Segment Start: Excerpt

|The Blog|| |
|"I'm In The Wrong Profession"|
posted March 16, 2007 @9:24p
I don't like doctor's offices. Never have.
Before today, I always gave one reason for not liking doctor's offices, and it was because of my childhood experiences at my family doctor: no matter what brought me to the physician, I always ended up having to take off my pants.
"Doctor, my right elbow is killing me."
"Okay, drop your trousers."
In 2003, an orthopedic surgeon, I'll call Dr. Amazing, removed some torn cartilage from my left knee.
...I was very pleased with the result, but that's not what awarded him his nickname. You'll find out why he's amazing later...
So I was prescribed therapy, and ended up being assigned to a particular therapist, I'll call him Mr. Pain. Week after week, I suspected that Mr. Pain was intentionally hurting me. Strange exercises, strong shock therapy - everything pointed to his wanting me to suffer. I shared my suspicion with others, and they all thought I was being silly.
Well I had a follow-up doctor's appointment today for my most recent knee surgery on my right knee, again performed by Dr. Amazing. I also had therapy scheduled, and had to leave straight from therapy to see Dr. Amazing. They're in the same building, so I wasn't too worried about missing the appointment.
When I arrived at the therapy office for my appointment, I was assigned to a particular therapist again.
I was given a good table in the therapy room. Perpendicular to the window, it was facing the television. Two pillows were placed behind me, and my head rested gently on the window. It was quite comfortable.

Segment End: Excerpt
Segment Start: Provided information

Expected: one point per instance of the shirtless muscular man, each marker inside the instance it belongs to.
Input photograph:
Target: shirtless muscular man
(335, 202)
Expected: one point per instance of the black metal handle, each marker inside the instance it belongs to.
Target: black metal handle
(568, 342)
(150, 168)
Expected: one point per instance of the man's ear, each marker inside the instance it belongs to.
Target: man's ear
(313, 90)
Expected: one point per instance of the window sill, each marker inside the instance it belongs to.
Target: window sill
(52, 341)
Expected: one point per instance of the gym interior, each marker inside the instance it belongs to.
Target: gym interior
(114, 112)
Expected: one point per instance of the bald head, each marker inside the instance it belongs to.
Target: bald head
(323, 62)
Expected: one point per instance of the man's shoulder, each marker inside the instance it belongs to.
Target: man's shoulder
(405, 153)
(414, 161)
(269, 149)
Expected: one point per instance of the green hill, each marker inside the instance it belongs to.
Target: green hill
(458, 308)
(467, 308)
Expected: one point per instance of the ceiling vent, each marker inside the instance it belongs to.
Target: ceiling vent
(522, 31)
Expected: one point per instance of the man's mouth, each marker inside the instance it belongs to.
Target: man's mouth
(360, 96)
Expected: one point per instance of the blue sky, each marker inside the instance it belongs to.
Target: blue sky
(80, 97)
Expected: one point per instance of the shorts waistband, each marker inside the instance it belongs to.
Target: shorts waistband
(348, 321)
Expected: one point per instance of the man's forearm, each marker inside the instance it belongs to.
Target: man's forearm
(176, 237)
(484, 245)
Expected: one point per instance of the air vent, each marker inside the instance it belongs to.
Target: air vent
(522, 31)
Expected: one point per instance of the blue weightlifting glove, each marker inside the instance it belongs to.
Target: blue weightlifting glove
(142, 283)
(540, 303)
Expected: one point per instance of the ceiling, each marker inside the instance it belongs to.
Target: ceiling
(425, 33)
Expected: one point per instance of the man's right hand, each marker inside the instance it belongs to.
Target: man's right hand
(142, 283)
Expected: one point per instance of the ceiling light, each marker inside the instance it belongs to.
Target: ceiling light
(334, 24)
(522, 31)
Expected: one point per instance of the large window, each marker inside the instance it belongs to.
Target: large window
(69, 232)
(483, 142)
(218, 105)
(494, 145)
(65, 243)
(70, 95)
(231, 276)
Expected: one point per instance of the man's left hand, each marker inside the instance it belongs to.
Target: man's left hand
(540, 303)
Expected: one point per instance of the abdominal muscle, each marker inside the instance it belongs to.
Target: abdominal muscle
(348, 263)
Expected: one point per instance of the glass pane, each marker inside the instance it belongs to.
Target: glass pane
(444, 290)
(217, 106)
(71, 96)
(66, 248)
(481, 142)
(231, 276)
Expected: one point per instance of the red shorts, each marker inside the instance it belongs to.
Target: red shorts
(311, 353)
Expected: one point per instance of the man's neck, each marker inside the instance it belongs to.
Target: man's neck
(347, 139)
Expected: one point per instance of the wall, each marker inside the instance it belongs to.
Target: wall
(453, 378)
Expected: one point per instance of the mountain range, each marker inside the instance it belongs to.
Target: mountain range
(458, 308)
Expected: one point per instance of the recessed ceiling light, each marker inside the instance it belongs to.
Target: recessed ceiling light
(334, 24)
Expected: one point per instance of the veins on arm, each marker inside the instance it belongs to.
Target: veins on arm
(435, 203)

Segment End: Provided information
Segment Start: Provided information

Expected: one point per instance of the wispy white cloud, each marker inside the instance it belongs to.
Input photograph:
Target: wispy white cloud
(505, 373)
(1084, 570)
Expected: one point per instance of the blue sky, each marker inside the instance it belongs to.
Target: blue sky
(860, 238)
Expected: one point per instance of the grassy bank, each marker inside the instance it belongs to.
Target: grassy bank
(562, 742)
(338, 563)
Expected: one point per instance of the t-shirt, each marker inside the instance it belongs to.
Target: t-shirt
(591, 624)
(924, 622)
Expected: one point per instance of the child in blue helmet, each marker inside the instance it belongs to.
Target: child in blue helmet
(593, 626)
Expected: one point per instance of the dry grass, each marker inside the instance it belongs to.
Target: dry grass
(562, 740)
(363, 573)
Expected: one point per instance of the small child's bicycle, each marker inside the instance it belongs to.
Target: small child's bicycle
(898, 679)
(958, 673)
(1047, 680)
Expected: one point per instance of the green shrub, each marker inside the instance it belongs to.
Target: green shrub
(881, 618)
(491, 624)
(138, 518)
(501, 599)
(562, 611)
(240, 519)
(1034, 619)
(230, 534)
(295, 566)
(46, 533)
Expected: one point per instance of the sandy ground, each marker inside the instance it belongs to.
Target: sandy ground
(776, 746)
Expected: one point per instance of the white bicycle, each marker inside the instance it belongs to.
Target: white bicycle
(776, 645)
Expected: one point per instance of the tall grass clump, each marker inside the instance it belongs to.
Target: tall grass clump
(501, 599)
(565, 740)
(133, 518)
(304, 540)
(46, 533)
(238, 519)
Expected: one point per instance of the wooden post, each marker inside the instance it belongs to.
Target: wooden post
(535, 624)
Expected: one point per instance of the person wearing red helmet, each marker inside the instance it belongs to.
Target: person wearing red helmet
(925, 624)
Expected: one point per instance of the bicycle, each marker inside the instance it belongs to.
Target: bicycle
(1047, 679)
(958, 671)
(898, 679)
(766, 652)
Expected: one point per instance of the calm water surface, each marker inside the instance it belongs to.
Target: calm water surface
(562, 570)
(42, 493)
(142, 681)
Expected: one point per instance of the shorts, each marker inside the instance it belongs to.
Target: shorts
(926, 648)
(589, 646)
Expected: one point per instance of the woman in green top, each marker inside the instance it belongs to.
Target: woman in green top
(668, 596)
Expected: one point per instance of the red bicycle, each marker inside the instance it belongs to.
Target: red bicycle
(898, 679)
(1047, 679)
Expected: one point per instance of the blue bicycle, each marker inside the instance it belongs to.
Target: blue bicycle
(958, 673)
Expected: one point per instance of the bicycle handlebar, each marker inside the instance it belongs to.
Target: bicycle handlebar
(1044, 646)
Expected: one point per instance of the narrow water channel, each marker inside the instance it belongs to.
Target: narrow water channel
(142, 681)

Segment End: Provided information

• Brief 1
Transcribe the blog post between "Before today, I" and "my left knee.", inclusive.
• Brief 2
Go on with the blog post about the doctor's office visit, starting after its final sentence.
The entries are taken from a different source than the blog post.

• Final answer 1
Before today, I always gave one reason for not liking doctor's offices, and it was because of my childhood experiences at my family doctor: no matter what brought me to the physician, I always ended up having to take off my pants.
"Doctor, my right elbow is killing me."
"Okay, drop your trousers."
In 2003, an orthopedic surgeon, I'll call Dr. Amazing, removed some torn cartilage from my left knee.

• Final answer 2
Mr. Pain came to my table, proceeded to place electrodes on my thigh, then covered my leg with heat. He quickly turned up the power of the shock until he saw my leg jump. I then let him know I needed a bit less power, and he obliged.
The thing about the shock therapy/heat combination is that the power of the shock seems to strengthen as the leg warms up. So about 11 minutes into my 15-minute shock session, it was too much for me to tolerate. Fortunately, the machine was within arm's reach; I located the shock-power indicator on the machine, and pressed the down arrow one time.
Mr. Pain doesn't like it when someone messes with his machine, so I had to be sneaky. He didn't see me.
Two minutes later, with two minutes left in my shock session, Mr. Pain came by my table to check on me, just as the shock strength was again rising beyond the point of toleration. He asked, "how you doing over here?"
"Pretty good, but the shock's getting to be too much," I began. Realizing that informing someone who wanted to see me suffer that I was in pain was probably a bad idea, I quickly added, "I can handle it though. It's fine with me."
"Too much, huh?" he asked. "Well okay."
I now have solid evidence that he wants to hurt me. Mr. Pain reached over to the shock machine, got that look of glee in his eye... then pressed the up button.
The UP button.
The pain was so horrible that my entire body convulsed. My leg went up into the air. My upper body was thrown forward. My right arm flew out from my torso. Then my upper body was thrown back into the previous leaning-on-the-window position, and my head was nearly cracked open like a watermelon when it crashed back into the window.
The sound of my head pounding the window echoed through the entire treatment area.
Mr. Pain turned it back down quickly, but I looked him straight in the eye and said, "man you did that on purpose. I know you did."
He denied the accusation and removed the electrodes. Then he told me to start stretching and walked away.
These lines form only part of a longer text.